* _Texto de lectura_
>>>>>

Me sacaron de la morgue y me llevaron a la sala de operaciones donde yo mismo me bajé de la camilla diciendo que no necesitaba de la operación, yo estaba bien. Ellos me echaron y me abrieron nuevamente, y yo estaba podrido por dentro, había perdido el pulmón derecho, mi hígado, los intestinos, y otros órganos. Me cerraron y me conectaron a un sin número de máquinas, todas sustituyendo a los órganos que no tenía, estaba lleno de máquinas. En esa condición me atendió un doctor, de apellido Castillo, quien con mucho cariño y deseo de ayudarme venía a mi cama a atenderme con tanta devoción y cariño, a aquel montón de huesos tirado en aquella cama, rodeado de máquinas.

Para sorpresa del sin número de médicos que me atendieron durante todo ese tiempo, día a día me tenían que buscar la máquina de rayos equis para hacerme placas, porque sucedía que en los monitores de ellos había un órgano funcionando que se supone no estaba antes. Luego aparecía otro órgano trabajando, los médicos se volvían locos, ellos decían: “si nosotros ya le extirpamos, y ya no había órganos, todo estaba podrido, y ahora aparece un hígado nuevo funcionando”. Así sucesivamente empezaron aparecer órgano tras órgano.

Un día mi esposa recogió en una botella mi vejiga, yo la oriné, cuando la examinaron en el laboratorio era la vejiga en pedazos, estaba podrida, mi esposa la recogió y la llevó al médico. El médico le preguntaba: “y, ¿de dónde la sacaste? ¡No puede ser!”. ¡Sí puede ser! Era mi vejiga, la boté y el Señor me puso una nueva, ese es el Dios que nosotros servimos. Mi estómago que era lo único que había dentro, me lo habían puesto en el lado izquierdo. Yo le decía a mi esposa, tengo un motorcito por aquí funcionando. “Qué motorcito, estás loco” me decía.  Me hicieron una gastrostomía, me pusieron una manguera por fuera para alimentarme porque yo no tenía esófago.

Luego de seis meses, cuando yo cobrara fuerzas me iban a hacer un trasplante de esófago, mi hermano mayor iba a donar una parte de su esófago para mí. Salí del hospital e hice un pacto con Dios, asistí a una iglesia para adorar y darle gracias al Señor. Pero los tratos con mi vida seguían; una noche al salir del templo, abrí mis ojos para llamar a mi esposa, para que me cambie de cama –a mí me tenían que cambiar de cama cada dos horas porque sudaba mucho– y vi un grupo de ángeles, estaban vestidos de púrpura. Uno de los ángeles bajó sus manos y me levantó de la cama, otros ángeles me secaron y me pusieron nuevamente a dormir.

<<<<<

* _Extractos de registros_
>>>>>

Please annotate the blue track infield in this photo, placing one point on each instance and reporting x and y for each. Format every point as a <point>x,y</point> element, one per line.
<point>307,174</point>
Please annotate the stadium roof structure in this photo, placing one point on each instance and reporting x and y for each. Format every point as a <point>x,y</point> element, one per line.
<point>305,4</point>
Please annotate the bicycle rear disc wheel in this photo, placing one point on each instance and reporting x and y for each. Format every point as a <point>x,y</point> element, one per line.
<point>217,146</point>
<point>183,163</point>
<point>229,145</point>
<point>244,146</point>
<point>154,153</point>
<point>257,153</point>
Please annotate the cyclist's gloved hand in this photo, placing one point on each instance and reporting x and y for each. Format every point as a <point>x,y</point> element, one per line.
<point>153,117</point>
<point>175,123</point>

<<<<<

* _Conjunto de tareas_
a: Reescribe todo el texto de lectura desde "Un día mi esposa" hasta "no tenía esófago.", poniendo "aparatito" en lugar de "motorcito".
b: Resume el texto de lectura en tres oraciones.

* _Respuestas por tarea_
a:
Un día mi esposa recogió en una botella mi vejiga, yo la oriné, cuando la examinaron en el laboratorio era la vejiga en pedazos, estaba podrida, mi esposa la recogió y la llevó al médico. El médico le preguntaba: “y, ¿de dónde la sacaste? ¡No puede ser!”. ¡Sí puede ser! Era mi vejiga, la boté y el Señor me puso una nueva, ese es el Dios que nosotros servimos. Mi estómago que era lo único que había dentro, me lo habían puesto en el lado izquierdo. Yo le decía a mi esposa, tengo un aparatito por aquí funcionando. “Qué aparatito, estás loco” me decía.  Me hicieron una gastrostomía, me pusieron una manguera por fuera para alimentarme porque yo no tenía esófago.

b: Después de sacarlo de la morgue, los médicos lo abrieron de nuevo, vieron que había perdido el pulmón derecho, el hígado, los intestinos y otros órganos, y lo conectaron a numerosas máquinas. Día a día, los rayos X y los monitores mostraban órganos funcionando que antes no estaban, como un hígado nuevo, y esto desconcertaba a los médicos. Al orinar expulsó su vejiga podrida y afirma que el Señor le puso una nueva; más tarde salió del hospital a la espera de un trasplante de esófago, hizo un pacto con Dios y una noche vio ángeles vestidos de púrpura que lo levantaron de la cama, lo secaron y lo pusieron a dormir.